Could you please retype all of the records exactly, skipping any pictures?

• _Available records_:
──────────

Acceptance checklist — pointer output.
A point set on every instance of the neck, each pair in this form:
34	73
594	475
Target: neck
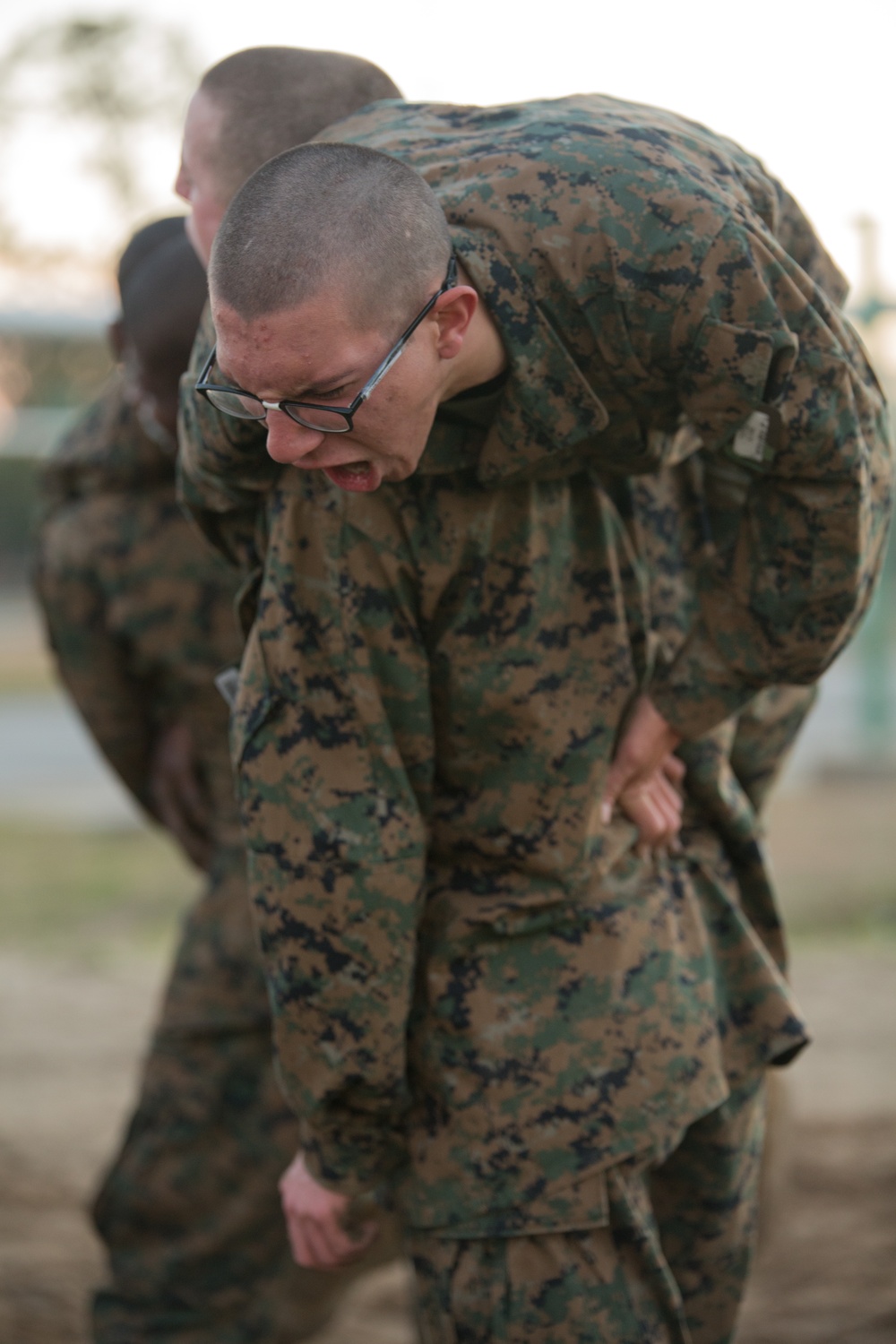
482	355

──────────

• _Task result_:
Acceptance checklist — pointer output.
A point set on every instance of the neck, each pair in this form:
34	73
594	475
Target: neck
482	355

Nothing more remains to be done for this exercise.